## [Document excerpt]
*** Block opens ***

2.6 Biological Processes Define Biological Programs Comprised of Regulated Molecular Processes
In the GO, a biological process represents a specific objective that the organism is genetically “programmed” to achieve. Each biological process is often described by its outcome or ending state, e.g., the biological process of cell division results in the creation of two daughter cells (a divided cell) from a single parent cell. A biological process is accomplished by a particular set of molecular processes carried out by specific gene products, often in a highly regulated manner and in a particular temporal sequence.
An annotation of a particular gene product to a GO biological process concept should therefore have a clear interpretation: the gene product carries out a molecular process that plays an integral role in that biological program. But a gene product can affect a biological objective even if it does not act strictly within the process, and in these cases a GO annotation aims to specify that relationship insofar as it is known. First, a gene product can control when and where the program is executed; that is, it might regulate the program. In this case, the gene product acts outside of the program, and controls (directly or indirectly) the activity of one or more gene products that act within the program. Second, the gene product might act in another, separate biological program that is required for the given program to occur. For instance, animal embryogenesis requires translation, though translation would not generally be considered to be part of the embryogenesis program. Thus, currently a given biological process annotation could have any of these three meanings (namely a gene activity could be part of, regulate, or be upstream of but still necessary for, a biological process). The GO Consortium is currently exploring ways to computationally represent these different meanings so they can be distinguished.
Biological process is the largest of the three ontology aspects in the GO, and also the most diverse. This reflects the multiplicity of levels of biological organization at which genetically encoded programs can be identified. Biological process concepts span the entire range of how biologists characterize biological systems. They can be as simple as a generic enzymatic process, e.g., protein phosphorylation, to molecular pathways such as glycolysis or the canonical Wnt signaling pathway, to complex programs like embryo development or learning, and even including reproduction, the ultimate function of every evolutionarily retained gene.

*** Block closes ***

## [Provided records]
*** Block opens ***

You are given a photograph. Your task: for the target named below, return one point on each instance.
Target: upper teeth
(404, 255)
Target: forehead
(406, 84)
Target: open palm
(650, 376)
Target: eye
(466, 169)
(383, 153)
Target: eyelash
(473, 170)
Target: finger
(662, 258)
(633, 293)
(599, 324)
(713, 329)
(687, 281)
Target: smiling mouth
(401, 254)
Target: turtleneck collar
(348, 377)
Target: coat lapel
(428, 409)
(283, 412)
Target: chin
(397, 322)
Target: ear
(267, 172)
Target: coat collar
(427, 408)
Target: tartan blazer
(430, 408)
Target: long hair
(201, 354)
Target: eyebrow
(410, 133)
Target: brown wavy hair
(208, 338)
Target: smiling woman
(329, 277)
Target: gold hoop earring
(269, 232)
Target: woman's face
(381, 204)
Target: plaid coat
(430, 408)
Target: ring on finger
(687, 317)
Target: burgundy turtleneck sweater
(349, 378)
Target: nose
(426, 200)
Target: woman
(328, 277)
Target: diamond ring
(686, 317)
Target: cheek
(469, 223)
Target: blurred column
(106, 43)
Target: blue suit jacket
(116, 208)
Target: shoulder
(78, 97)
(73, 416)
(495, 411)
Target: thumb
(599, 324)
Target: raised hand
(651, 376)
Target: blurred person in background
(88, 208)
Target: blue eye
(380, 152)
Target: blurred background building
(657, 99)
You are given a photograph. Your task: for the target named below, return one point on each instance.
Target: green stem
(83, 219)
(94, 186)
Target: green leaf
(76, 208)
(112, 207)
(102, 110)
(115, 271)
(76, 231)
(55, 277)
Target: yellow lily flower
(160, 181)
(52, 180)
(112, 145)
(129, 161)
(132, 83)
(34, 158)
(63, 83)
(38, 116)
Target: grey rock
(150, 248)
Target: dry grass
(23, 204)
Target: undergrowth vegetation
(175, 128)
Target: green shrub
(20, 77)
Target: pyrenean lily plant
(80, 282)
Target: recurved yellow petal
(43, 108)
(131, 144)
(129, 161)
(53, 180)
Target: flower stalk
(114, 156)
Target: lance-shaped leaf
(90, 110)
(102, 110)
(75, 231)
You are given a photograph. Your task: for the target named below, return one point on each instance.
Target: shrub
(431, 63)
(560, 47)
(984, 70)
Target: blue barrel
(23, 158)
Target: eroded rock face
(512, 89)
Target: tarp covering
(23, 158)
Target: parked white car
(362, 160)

*** Block closes ***

## [What to work on]
Write out part of the passage on biological processes: begin at the words "2.6 Biological Processes" and stop after "particular temporal sequence.". You can set the items aside.

## [Response to the exercise]
2.6 Biological Processes Define Biological Programs Comprised of Regulated Molecular Processes
In the GO, a biological process represents a specific objective that the organism is genetically “programmed” to achieve. Each biological process is often described by its outcome or ending state, e.g., the biological process of cell division results in the creation of two daughter cells (a divided cell) from a single parent cell. A biological process is accomplished by a particular set of molecular processes carried out by specific gene products, often in a highly regulated manner and in a particular temporal sequence.